_WHAT NEEDS TO BE DONE:_
Arrange all of the material below as a numbered list, leaving out any blank lines.

_Dataset records:_
□ □ □ □

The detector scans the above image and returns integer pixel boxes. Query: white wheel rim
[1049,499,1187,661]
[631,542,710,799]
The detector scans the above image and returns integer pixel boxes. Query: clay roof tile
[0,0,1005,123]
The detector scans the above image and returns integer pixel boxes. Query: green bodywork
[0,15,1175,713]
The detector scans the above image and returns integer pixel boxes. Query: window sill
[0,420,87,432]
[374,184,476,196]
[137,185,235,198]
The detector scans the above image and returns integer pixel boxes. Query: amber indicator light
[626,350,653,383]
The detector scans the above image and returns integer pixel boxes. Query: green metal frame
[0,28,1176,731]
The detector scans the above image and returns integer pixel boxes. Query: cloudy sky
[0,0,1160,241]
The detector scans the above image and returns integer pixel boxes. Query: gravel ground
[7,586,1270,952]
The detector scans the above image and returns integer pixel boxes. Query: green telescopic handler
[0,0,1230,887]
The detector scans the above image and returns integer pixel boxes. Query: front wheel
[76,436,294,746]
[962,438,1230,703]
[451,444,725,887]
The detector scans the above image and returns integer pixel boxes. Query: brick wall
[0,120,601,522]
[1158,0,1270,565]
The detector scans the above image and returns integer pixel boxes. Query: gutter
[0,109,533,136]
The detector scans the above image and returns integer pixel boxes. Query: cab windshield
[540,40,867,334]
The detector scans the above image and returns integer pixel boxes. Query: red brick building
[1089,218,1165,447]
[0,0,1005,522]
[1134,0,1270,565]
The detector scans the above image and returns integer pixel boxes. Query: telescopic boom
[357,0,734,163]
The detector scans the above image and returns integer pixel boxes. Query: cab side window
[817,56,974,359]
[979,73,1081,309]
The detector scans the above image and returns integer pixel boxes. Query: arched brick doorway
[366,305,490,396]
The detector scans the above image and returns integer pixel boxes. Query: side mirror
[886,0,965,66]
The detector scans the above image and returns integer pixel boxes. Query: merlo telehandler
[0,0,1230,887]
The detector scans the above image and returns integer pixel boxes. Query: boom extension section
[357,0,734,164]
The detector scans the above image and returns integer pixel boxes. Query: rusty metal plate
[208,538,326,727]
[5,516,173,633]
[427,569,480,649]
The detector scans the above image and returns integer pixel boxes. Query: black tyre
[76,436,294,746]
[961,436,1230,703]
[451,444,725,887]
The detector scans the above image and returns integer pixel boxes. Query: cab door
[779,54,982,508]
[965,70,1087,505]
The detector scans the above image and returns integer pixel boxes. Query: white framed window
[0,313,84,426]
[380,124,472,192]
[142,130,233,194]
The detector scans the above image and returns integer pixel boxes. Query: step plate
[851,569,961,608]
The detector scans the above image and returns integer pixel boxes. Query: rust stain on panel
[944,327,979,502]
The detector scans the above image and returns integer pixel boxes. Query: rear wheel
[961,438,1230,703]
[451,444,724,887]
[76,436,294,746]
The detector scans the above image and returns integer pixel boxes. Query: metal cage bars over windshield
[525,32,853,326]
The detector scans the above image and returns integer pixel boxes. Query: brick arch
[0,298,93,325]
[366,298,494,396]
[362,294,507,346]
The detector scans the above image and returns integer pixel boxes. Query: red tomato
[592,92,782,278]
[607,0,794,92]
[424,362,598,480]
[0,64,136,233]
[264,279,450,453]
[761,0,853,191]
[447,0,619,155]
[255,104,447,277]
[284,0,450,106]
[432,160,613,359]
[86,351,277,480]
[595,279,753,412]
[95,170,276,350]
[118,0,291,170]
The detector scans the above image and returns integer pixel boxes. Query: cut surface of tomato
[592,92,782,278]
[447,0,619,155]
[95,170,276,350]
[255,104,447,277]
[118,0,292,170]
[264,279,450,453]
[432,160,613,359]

□ □ □ □

_WRITTEN ANSWER:_
1. The detector scans the above image and returns integer pixel boxes. Query: white wheel rim
2. [1049,499,1187,661]
3. [631,542,710,799]
4. The detector scans the above image and returns integer pixel boxes. Query: clay roof tile
5. [0,0,1005,123]
6. The detector scans the above image and returns integer pixel boxes. Query: green bodywork
7. [0,15,1175,713]
8. The detector scans the above image and returns integer pixel boxes. Query: window sill
9. [0,420,87,432]
10. [374,184,476,196]
11. [137,185,235,198]
12. The detector scans the above image and returns integer pixel boxes. Query: amber indicator light
13. [626,350,653,383]
14. The detector scans the above image and returns integer pixel boxes. Query: green metal frame
15. [0,28,1176,731]
16. The detector scans the above image and returns integer pixel boxes. Query: cloudy sky
17. [0,0,1160,241]
18. The detector scans the above image and returns integer pixel boxes. Query: gravel ground
19. [7,586,1270,952]
20. The detector scans the above image and returns integer pixel boxes. Query: green telescopic handler
21. [0,0,1230,887]
22. The detector scans the above image and returns integer pixel boxes. Query: front wheel
23. [76,436,294,746]
24. [962,438,1230,703]
25. [451,444,725,887]
26. The detector scans the above image and returns integer pixel boxes. Query: brick wall
27. [0,120,601,522]
28. [1158,0,1270,565]
29. The detector scans the above image and returns integer pixel boxes. Query: gutter
30. [0,109,533,136]
31. The detector scans the above image and returns integer pixel boxes. Query: cab windshield
32. [540,40,867,334]
33. The detector scans the above image and returns integer pixel boxes. Query: red brick building
34. [1089,218,1165,447]
35. [0,0,1005,522]
36. [1134,0,1270,565]
37. The detector scans the above image and returns integer pixel boxes. Query: telescopic boom
38. [357,0,734,163]
39. The detector scans the above image and returns integer pixel boxes. Query: cab side window
40. [817,56,974,359]
41. [979,73,1081,309]
42. The detector scans the above image and returns integer pixel boxes. Query: arched brick doorway
43. [366,305,490,396]
44. The detector scans the above image and returns integer pixel boxes. Query: side mirror
45. [886,0,965,66]
46. The detector scans the above image and returns integer pixel boxes. Query: merlo telehandler
47. [0,0,1230,887]
48. The detector scans the above image and returns integer pixel boxes. Query: boom extension section
49. [357,0,734,164]
50. The detector scans the above image and returns integer pixel boxes. Query: rusty metal plate
51. [208,538,326,727]
52. [5,516,173,633]
53. [427,569,480,649]
54. The detector scans the above image and returns integer pixel boxes. Query: black tyre
55. [76,436,294,746]
56. [961,436,1230,703]
57. [451,444,725,887]
58. The detector scans the above image and returns integer pixel boxes. Query: cab door
59. [779,54,982,508]
60. [965,70,1087,505]
61. The detector scans the above image and returns integer pixel boxes. Query: white framed window
62. [0,313,84,426]
63. [380,124,472,192]
64. [142,130,233,194]
65. The detector scans the above image and returns integer pixel boxes. Query: step plate
66. [851,569,961,608]
67. The detector scans the above image and returns integer pixel boxes. Query: rust stain on panel
68. [944,327,979,502]
69. The detector scans the above image and returns integer pixel boxes. Query: rear wheel
70. [961,438,1230,703]
71. [451,444,724,887]
72. [76,436,294,746]
73. The detector scans the above image and returns integer pixel boxes. Query: metal cage bars over windshield
74. [525,32,853,326]
75. The detector scans the above image and returns integer pixel boxes. Query: brick arch
76. [0,298,93,325]
77. [366,298,494,396]
78. [362,294,507,346]
79. The detector scans the above image and returns integer pixel boxes. Query: red tomato
80. [592,92,782,278]
81. [607,0,794,92]
82. [424,362,598,480]
83. [0,64,136,233]
84. [264,279,450,453]
85. [761,0,853,191]
86. [447,0,619,155]
87. [255,104,447,277]
88. [284,0,450,106]
89. [432,160,613,359]
90. [86,351,277,480]
91. [595,279,753,412]
92. [95,170,276,350]
93. [118,0,291,170]
94. The detector scans the above image and returns integer pixel boxes. Query: cut surface of tomato
95. [592,92,782,278]
96. [447,0,619,155]
97. [95,170,276,350]
98. [255,104,447,277]
99. [118,0,292,170]
100. [264,279,450,453]
101. [432,160,613,359]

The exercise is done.